--- Start of PROVIDED MATERIAL ---

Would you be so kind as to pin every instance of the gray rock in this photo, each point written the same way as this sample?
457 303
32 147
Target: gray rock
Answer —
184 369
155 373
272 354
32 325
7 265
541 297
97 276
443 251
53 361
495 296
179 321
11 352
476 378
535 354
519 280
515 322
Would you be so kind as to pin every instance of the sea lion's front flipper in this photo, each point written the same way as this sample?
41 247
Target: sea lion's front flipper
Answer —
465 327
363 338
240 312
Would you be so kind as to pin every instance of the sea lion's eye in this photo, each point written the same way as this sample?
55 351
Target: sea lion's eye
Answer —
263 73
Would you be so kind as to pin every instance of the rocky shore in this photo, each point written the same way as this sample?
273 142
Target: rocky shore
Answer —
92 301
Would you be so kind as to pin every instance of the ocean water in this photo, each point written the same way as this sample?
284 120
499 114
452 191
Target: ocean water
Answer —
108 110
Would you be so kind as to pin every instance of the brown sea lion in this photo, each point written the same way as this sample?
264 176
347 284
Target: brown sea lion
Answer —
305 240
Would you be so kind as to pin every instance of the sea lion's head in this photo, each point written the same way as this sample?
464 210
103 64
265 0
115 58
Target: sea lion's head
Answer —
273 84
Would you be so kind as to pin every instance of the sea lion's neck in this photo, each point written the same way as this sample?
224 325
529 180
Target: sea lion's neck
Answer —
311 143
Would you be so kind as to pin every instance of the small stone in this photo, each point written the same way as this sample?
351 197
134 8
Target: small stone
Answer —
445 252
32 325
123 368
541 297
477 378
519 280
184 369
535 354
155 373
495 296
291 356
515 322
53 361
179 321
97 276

--- End of PROVIDED MATERIAL ---
--- Start of PROVIDED MATERIAL ---

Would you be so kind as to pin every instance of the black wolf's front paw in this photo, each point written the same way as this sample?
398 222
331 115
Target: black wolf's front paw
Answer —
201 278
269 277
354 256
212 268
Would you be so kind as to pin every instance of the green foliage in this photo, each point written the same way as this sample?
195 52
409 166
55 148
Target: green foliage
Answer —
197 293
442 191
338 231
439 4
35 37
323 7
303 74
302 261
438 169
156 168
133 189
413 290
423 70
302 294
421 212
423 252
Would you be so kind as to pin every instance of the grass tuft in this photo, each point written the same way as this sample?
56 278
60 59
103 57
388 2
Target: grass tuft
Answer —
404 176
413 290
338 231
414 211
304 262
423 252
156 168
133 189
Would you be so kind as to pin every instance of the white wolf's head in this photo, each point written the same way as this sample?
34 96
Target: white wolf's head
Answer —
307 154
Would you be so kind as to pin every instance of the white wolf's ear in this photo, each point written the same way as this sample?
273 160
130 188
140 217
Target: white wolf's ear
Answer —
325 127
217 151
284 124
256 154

--- End of PROVIDED MATERIAL ---

> _SET EXERCISE_: Pull out every line of the records that contains the string "green". Case counts.

> _SOLVED PROBLEM_:
Would you be so kind as to pin every instance of the green foliage in this photo, each point written the same way as this sample?
Target: green foliage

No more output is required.